===== INPUT FOR THIS TASK

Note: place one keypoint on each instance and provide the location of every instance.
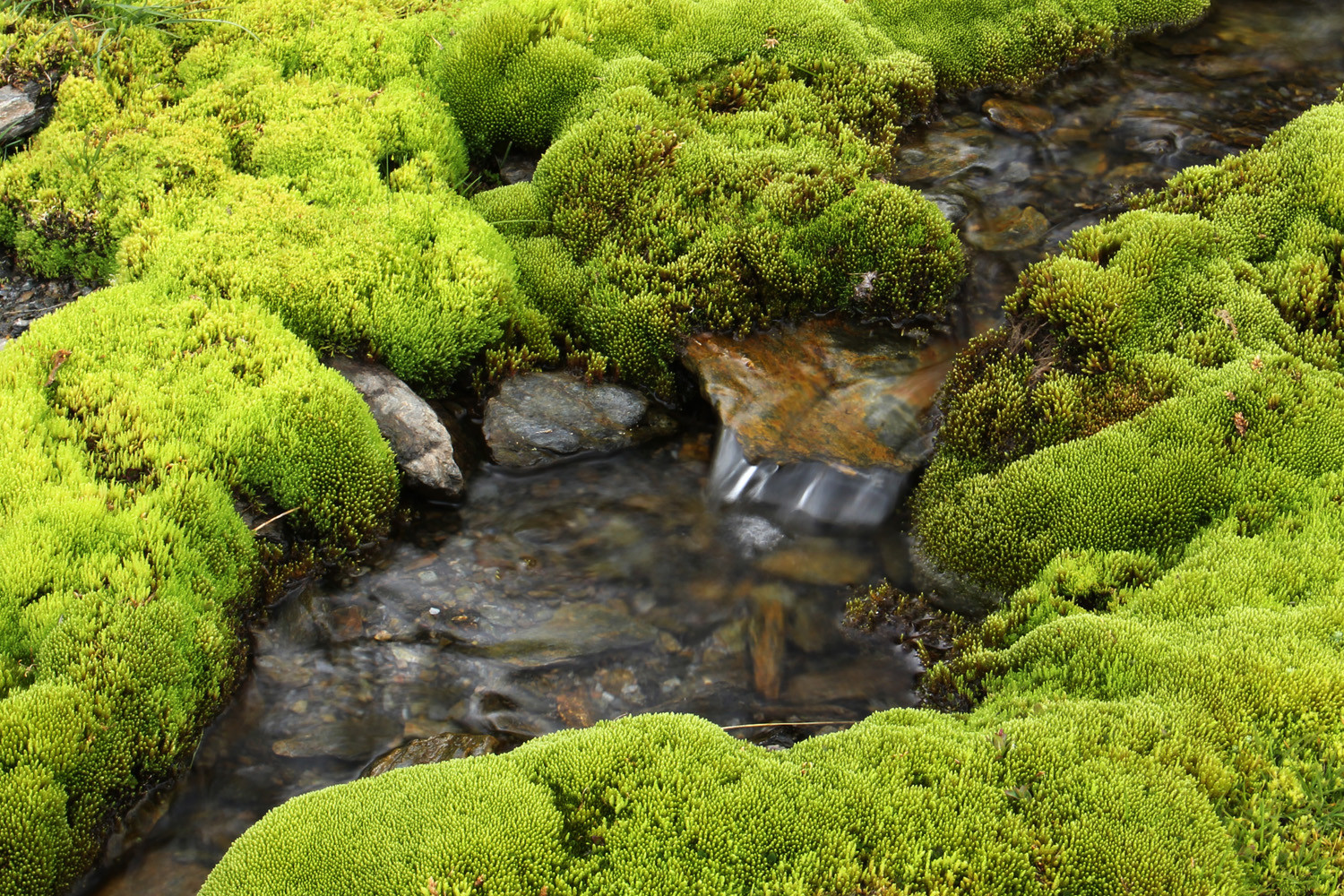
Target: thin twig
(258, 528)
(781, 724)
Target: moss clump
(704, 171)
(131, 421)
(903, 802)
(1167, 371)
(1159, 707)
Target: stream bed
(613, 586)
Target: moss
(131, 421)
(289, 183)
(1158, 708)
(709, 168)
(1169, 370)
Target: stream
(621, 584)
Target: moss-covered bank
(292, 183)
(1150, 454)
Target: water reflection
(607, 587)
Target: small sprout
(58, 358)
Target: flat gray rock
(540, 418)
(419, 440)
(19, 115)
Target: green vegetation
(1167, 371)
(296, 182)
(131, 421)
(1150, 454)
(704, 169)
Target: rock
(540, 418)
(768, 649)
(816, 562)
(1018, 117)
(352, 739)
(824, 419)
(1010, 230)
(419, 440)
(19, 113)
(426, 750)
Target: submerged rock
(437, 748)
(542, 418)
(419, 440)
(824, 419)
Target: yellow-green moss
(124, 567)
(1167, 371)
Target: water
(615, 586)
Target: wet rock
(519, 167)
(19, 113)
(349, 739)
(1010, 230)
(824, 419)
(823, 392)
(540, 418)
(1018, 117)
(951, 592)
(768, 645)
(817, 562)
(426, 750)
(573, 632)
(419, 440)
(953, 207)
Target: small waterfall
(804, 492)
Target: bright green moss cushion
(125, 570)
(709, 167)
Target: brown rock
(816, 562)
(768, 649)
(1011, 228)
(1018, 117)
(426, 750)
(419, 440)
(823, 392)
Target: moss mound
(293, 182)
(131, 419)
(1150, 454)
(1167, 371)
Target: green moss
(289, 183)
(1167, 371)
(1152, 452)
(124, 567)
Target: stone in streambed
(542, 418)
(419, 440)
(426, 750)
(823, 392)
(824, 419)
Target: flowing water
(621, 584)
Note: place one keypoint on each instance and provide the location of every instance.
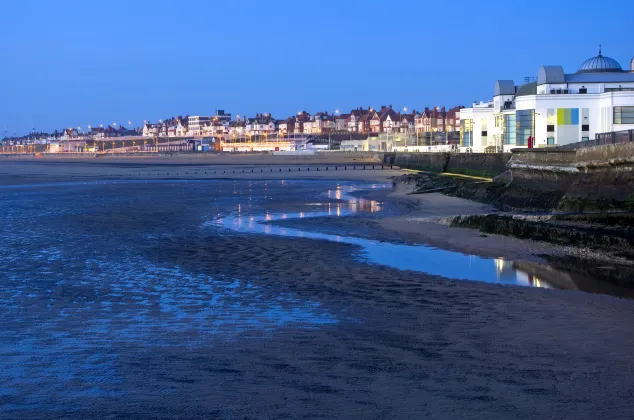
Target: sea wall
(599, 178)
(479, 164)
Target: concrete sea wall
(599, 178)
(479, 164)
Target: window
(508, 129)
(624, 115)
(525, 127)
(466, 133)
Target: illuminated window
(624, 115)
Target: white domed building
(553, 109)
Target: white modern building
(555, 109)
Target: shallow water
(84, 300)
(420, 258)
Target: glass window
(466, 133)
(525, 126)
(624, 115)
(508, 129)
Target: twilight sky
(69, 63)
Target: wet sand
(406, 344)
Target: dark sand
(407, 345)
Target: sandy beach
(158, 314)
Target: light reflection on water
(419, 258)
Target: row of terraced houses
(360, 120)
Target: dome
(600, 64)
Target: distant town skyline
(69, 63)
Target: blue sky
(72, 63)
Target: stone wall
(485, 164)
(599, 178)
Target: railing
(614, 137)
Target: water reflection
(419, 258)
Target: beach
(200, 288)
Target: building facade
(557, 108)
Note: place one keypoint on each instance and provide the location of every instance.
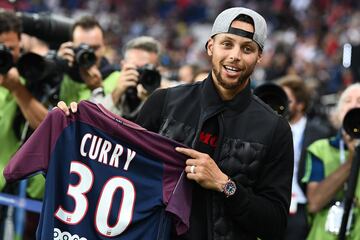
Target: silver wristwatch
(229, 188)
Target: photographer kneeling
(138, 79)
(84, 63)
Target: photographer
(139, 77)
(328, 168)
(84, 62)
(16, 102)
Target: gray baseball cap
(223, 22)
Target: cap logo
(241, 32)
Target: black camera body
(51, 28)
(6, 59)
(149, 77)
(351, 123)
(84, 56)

==========

• **PROBLEM REQUIREMENTS**
Output verbatim the lines beginning at the line with "Target: beach" and ending at the last line of the material above, inclusive. Do not carry over any pictures.

• **ANSWER SECTION**
Target: beach
(200, 288)
Target: building facade
(557, 108)
Note: place one keypoint on each instance and provide the location of every instance.
Target: silver wristwatch
(229, 188)
Target: photographer kneeling
(138, 79)
(84, 63)
Target: photographer
(139, 77)
(328, 168)
(84, 62)
(16, 102)
Target: gray baseball cap
(223, 22)
Target: cap logo
(241, 32)
Target: black camera body
(51, 28)
(6, 59)
(149, 77)
(351, 123)
(84, 56)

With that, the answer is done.